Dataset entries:
■ ■ ■ ■ ■

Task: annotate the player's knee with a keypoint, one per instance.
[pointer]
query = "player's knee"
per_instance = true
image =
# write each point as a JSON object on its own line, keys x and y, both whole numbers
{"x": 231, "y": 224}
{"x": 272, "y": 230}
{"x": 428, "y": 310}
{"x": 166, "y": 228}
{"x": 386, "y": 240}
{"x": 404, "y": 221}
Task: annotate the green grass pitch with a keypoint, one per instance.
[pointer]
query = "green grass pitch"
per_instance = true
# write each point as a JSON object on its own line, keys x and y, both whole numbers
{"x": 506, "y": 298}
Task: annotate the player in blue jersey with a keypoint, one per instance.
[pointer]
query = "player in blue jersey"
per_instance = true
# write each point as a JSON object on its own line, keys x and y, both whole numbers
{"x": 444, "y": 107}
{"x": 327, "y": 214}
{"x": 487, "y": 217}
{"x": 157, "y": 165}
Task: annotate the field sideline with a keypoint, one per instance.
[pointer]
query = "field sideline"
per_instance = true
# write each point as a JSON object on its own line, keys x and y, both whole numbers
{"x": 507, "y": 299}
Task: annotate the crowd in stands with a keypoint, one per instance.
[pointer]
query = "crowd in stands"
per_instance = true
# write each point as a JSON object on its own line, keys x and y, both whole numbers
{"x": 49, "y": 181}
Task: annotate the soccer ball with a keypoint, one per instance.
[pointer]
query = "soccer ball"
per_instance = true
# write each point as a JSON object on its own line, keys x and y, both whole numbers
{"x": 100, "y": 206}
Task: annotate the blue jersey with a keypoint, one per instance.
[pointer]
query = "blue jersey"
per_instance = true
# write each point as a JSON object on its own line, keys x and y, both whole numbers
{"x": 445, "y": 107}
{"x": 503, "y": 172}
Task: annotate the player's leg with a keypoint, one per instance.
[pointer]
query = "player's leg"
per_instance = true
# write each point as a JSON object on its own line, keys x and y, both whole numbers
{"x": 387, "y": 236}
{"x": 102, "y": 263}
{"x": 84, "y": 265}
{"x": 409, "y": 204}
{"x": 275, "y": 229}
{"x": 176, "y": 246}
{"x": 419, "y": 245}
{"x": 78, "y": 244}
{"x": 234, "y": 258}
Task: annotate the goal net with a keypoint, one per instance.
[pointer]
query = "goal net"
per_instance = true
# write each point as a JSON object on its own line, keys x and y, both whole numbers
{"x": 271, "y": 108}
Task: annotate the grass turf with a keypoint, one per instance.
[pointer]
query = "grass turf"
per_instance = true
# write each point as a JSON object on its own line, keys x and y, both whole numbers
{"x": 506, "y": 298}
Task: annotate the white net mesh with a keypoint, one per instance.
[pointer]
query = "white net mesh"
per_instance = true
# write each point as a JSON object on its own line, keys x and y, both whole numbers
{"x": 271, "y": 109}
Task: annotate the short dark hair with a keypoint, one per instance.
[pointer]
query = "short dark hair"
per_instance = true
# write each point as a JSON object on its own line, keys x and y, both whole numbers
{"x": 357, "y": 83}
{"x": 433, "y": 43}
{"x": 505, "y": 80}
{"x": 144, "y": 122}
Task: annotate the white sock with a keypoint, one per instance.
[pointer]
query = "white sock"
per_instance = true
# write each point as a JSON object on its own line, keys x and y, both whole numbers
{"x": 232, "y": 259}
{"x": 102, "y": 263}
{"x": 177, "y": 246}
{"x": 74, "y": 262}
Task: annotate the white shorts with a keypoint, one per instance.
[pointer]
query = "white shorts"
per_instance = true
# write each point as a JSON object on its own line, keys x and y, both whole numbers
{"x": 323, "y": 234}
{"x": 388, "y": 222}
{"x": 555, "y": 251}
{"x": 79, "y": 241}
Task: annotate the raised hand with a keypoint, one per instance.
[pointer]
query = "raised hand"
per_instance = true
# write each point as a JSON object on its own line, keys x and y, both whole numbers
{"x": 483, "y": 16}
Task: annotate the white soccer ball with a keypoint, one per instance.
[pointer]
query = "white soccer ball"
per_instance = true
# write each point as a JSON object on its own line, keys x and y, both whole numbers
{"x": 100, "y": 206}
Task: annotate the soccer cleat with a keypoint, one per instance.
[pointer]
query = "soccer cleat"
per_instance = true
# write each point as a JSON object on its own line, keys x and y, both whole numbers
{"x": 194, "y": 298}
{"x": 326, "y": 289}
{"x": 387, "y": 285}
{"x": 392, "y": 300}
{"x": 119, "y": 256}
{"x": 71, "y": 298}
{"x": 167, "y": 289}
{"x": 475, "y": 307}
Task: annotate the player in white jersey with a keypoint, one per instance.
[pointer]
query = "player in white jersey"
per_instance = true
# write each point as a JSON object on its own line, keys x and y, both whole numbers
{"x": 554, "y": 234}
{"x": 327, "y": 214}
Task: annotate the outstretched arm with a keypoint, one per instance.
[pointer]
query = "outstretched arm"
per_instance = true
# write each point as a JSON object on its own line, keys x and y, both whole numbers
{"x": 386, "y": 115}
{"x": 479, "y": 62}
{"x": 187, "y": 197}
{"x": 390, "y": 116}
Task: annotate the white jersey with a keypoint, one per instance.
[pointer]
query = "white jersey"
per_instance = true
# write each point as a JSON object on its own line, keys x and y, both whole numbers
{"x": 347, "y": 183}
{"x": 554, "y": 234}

■ ■ ■ ■ ■

Activity: Your task is to copy all of the entries exactly.

Written answer:
Task: annotate the player's knee with a keypoint, one per instance.
[pointer]
query = "player's knee"
per_instance = true
image =
# write each point as a JSON object on its own line, keys x and y, both whole numbers
{"x": 231, "y": 224}
{"x": 272, "y": 230}
{"x": 428, "y": 310}
{"x": 166, "y": 228}
{"x": 386, "y": 240}
{"x": 404, "y": 221}
Task: annotate the green grass pitch with a keypoint, one per instance.
[pointer]
query = "green grass pitch"
per_instance = true
# write each point as a JSON object on its own line, keys x and y, both whole numbers
{"x": 506, "y": 298}
Task: annotate the player in blue jersey with a keypoint, one per instance.
[pointer]
query = "player in blue jersey"
per_instance = true
# write each point as a JSON object on its own line, keys x and y, both whole numbers
{"x": 444, "y": 107}
{"x": 327, "y": 214}
{"x": 487, "y": 217}
{"x": 157, "y": 165}
Task: annotate the field sideline with a keypoint, one per instance.
[pointer]
query = "field sideline"
per_instance = true
# write each point as a JSON object on its own line, keys x and y, both whole numbers
{"x": 507, "y": 299}
Task: annotate the crowd in stands with a keypoint, one per instance.
[pointer]
query = "crowd in stands"
per_instance = true
# write each point as a JSON object on its own line, keys x and y, both whole numbers
{"x": 49, "y": 181}
Task: annotate the soccer ball with a keypoint, one per instance.
[pointer]
query = "soccer ball"
per_instance = true
# write each point as a JSON object on its own line, keys x and y, both whole numbers
{"x": 100, "y": 206}
Task: annotate the blue jersey with a keypoint, one per instance.
[pointer]
query = "blue jersey"
per_instance = true
# write each point as a JSON object on its own line, keys x and y, both whole numbers
{"x": 445, "y": 107}
{"x": 503, "y": 172}
Task: annotate the player's leg with a keypoint, one per instance.
[pointer]
query = "player's leg"
per_instance = true
# write each point as a JSON object on its own line, keys x and y, both whole numbers
{"x": 387, "y": 236}
{"x": 102, "y": 263}
{"x": 84, "y": 265}
{"x": 409, "y": 204}
{"x": 275, "y": 229}
{"x": 176, "y": 246}
{"x": 419, "y": 245}
{"x": 78, "y": 244}
{"x": 234, "y": 258}
Task: annotate the goal net with a keypoint, one per instance.
[pointer]
query = "goal net"
per_instance = true
# write each point as a JSON object on its own line, keys x and y, both whole numbers
{"x": 271, "y": 108}
Task: annotate the grass turf with a keypoint, one per instance.
[pointer]
query = "grass turf"
per_instance = true
# write each point as a JSON object on its own line, keys x and y, both whole numbers
{"x": 506, "y": 298}
Task: annotate the white net mesh with a keypoint, one per instance.
[pointer]
query = "white net mesh"
per_instance = true
# write each point as a JSON object on its own line, keys x and y, both whole numbers
{"x": 271, "y": 109}
Task: annotate the short dark hair with a keypoint, one per instance.
[pointer]
query = "short dark hair"
per_instance = true
# write each point as a JSON object on its own line, keys x and y, both whole numbers
{"x": 357, "y": 83}
{"x": 433, "y": 43}
{"x": 505, "y": 80}
{"x": 144, "y": 122}
Task: annotate the white sock with a keypoint, one per instance.
[pointer]
query = "white sock"
per_instance = true
# write each point as a JSON object on its own line, keys x and y, both whole numbers
{"x": 232, "y": 259}
{"x": 102, "y": 263}
{"x": 177, "y": 246}
{"x": 74, "y": 262}
Task: annotate the white shorts with a keypoint, one per instance.
[pointer]
query = "white shorts"
per_instance = true
# write each point as a JSON object on its own line, keys x and y, both whole numbers
{"x": 323, "y": 234}
{"x": 388, "y": 222}
{"x": 555, "y": 251}
{"x": 79, "y": 241}
Task: annotate the raised hand with a keypoint, one per instance.
[pointer]
query = "raised hand"
per_instance = true
# write each point as a JSON object on its own line, keys x and y, both whole numbers
{"x": 483, "y": 16}
Task: annotate the white soccer ball with a keypoint, one per instance.
[pointer]
query = "white soccer ball"
per_instance = true
# write each point as a JSON object on its own line, keys x and y, both whole numbers
{"x": 100, "y": 206}
Task: annotate the soccer cleat with a keypoint, one per instance.
[pointer]
query = "soccer cleat"
per_instance = true
# write each point as a JSON object on its own line, keys x and y, both whole numbers
{"x": 194, "y": 298}
{"x": 326, "y": 289}
{"x": 387, "y": 285}
{"x": 392, "y": 300}
{"x": 119, "y": 256}
{"x": 71, "y": 298}
{"x": 167, "y": 289}
{"x": 475, "y": 307}
Task: annotate the player in white jersey with a keypoint, one per instance.
[pointer]
query = "player in white jersey"
per_instance = true
# write each point as a JSON object on its own line, keys x and y, both whole numbers
{"x": 554, "y": 234}
{"x": 327, "y": 214}
Task: annotate the outstretched arm with a keypoint, one per instance.
[pointer]
query = "outstretched arm"
per_instance = true
# write each point as a JSON object on its own line, keys x and y, both whole numbers
{"x": 386, "y": 115}
{"x": 479, "y": 62}
{"x": 187, "y": 197}
{"x": 390, "y": 116}
Task: annotate the white jersey with a keypoint, one per instance.
[pointer]
query = "white jersey"
per_instance = true
# write each point as a JSON object on its own line, keys x and y, both whole numbers
{"x": 347, "y": 183}
{"x": 554, "y": 234}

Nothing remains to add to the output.